[A block of data]
▬▬▬▬▬▬

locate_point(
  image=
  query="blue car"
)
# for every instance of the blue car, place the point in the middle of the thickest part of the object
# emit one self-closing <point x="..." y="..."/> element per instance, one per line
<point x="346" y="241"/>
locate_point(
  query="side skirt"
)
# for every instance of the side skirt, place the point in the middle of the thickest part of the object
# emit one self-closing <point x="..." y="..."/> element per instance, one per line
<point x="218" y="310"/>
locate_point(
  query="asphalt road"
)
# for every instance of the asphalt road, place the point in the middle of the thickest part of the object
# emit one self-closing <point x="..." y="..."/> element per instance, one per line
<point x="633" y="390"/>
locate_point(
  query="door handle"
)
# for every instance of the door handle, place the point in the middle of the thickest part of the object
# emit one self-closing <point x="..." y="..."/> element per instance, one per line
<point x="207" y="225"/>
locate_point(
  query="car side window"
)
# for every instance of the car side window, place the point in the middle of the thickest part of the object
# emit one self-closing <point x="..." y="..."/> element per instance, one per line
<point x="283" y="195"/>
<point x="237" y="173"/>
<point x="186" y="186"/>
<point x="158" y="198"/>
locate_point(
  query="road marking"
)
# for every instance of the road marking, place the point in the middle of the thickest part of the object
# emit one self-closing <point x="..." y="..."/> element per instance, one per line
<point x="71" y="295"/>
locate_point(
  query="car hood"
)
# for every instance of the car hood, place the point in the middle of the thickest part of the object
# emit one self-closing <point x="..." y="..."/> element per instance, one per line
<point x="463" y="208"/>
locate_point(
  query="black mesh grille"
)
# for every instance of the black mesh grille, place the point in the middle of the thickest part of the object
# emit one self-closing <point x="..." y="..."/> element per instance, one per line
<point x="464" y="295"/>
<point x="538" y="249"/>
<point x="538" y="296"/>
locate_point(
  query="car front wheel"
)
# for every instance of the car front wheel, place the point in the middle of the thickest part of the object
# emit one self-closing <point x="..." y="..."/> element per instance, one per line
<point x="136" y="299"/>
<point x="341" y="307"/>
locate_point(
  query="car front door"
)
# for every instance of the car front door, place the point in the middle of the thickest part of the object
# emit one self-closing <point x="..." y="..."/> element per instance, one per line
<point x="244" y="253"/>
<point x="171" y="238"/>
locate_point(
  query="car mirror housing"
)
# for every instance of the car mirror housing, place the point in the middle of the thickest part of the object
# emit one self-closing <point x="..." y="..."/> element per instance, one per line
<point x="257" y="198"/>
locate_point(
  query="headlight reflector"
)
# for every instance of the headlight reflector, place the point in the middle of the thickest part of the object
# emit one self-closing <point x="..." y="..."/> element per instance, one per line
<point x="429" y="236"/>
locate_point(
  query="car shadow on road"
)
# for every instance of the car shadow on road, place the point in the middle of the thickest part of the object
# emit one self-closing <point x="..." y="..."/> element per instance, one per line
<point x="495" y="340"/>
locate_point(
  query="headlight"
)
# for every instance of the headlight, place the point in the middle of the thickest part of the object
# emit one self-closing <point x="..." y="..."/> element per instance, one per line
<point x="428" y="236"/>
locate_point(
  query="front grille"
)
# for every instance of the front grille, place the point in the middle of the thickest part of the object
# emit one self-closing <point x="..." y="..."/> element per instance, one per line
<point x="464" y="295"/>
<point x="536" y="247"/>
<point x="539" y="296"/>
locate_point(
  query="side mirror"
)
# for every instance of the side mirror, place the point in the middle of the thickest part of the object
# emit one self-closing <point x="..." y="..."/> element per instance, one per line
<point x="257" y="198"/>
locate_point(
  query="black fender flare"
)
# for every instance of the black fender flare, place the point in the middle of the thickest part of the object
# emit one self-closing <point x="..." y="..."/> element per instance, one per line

▬▬▬▬▬▬

§ SHORT PROBLEM
Your task is to retype all of the records exactly.

§ TASK RESULT
locate_point(
  image=
  query="blue car"
)
# for every instance of the blue car, place the point in the middle of the thickest part of the object
# emit one self-closing <point x="..." y="..."/> element per instance, one per line
<point x="346" y="241"/>
locate_point(
  query="side skirt"
)
# for every instance of the side skirt, place the point in the middle of the thickest part of the object
# emit one self-closing <point x="..." y="..."/> element per instance, one per line
<point x="218" y="310"/>
locate_point(
  query="asphalt road"
)
# for every instance of the asphalt road, place the point in the middle of the thickest part of the object
# emit one self-closing <point x="..." y="..."/> element per instance, one per line
<point x="633" y="390"/>
locate_point(
  query="door handle"
)
# for every instance of the door handle, place the point in the middle of the thickest part of the object
# emit one self-closing <point x="..." y="..."/> element per instance, one per line
<point x="207" y="225"/>
locate_point(
  query="car side window"
)
# for every instance of the car side window, place the point in the middle of the thickest part of the object
# emit one self-closing <point x="..." y="..."/> element per instance, one per line
<point x="283" y="195"/>
<point x="237" y="173"/>
<point x="186" y="186"/>
<point x="158" y="198"/>
locate_point(
  query="road marking"
)
# for every instance of the road marking, place the point in the middle of the thickest part of the object
# emit one self-closing <point x="..." y="..."/> element per instance, one per line
<point x="71" y="295"/>
locate_point(
  query="car hood"
)
# for every instance of the car hood, place the point in the middle of the thickest part of the object
# emit one self-closing <point x="..." y="..."/> element per instance, one per line
<point x="463" y="208"/>
locate_point(
  query="black mesh grille"
)
# for every instance of the black mesh grille, place the point in the middle of the thickest part of the object
# emit one self-closing <point x="..." y="..."/> element per instance, one per line
<point x="464" y="295"/>
<point x="538" y="249"/>
<point x="538" y="296"/>
locate_point(
  query="car front wheel"
)
# for every instance of the car front wheel, place the point in the middle of the thickest part of the object
# emit one self-closing <point x="..." y="..."/> element per instance, one per line
<point x="136" y="299"/>
<point x="341" y="307"/>
locate_point(
  query="car front door"
)
# for every instance of the car front door, place the point in the middle of the thickest part of the object
# emit one self-closing <point x="..." y="..."/> element per instance, one per line
<point x="244" y="253"/>
<point x="171" y="238"/>
locate_point(
  query="car mirror housing"
)
# for every instance of the car mirror housing, place the point in the middle of the thickest part of the object
# emit one self-closing <point x="..." y="..."/> element per instance, one per line
<point x="257" y="198"/>
locate_point(
  query="headlight reflector"
)
# for every instance of the headlight reflector, place the point in the middle of the thickest part of the object
# emit one self-closing <point x="..." y="..."/> element per instance, one per line
<point x="429" y="236"/>
locate_point(
  query="car shadow on road"
)
# for every instance of the car shadow on road, place the point in the middle of the thickest part of the object
# emit one self-closing <point x="..." y="..."/> element per instance, one per line
<point x="495" y="340"/>
locate_point(
  query="headlight"
)
# for every instance of the headlight, place the point in the middle of the thickest part of the object
# emit one self-closing <point x="..." y="..."/> element per instance, one per line
<point x="428" y="236"/>
locate_point(
  query="front grille"
)
# for every instance of the front grille, place the point in the middle of the thickest part of the object
# emit one self-closing <point x="..." y="..."/> element per instance, one per line
<point x="464" y="295"/>
<point x="536" y="247"/>
<point x="539" y="296"/>
locate_point(
  query="side mirror"
)
# for every instance of the side mirror, place the point in the middle of the thickest part of the object
# emit one self-closing <point x="..." y="..."/> element per instance, one per line
<point x="257" y="198"/>
locate_point(
  query="black fender flare"
)
# for every instance of the black fender flare, place the point in the middle of the thickest part of the object
# emit one self-closing <point x="..." y="..."/> element per instance, one per line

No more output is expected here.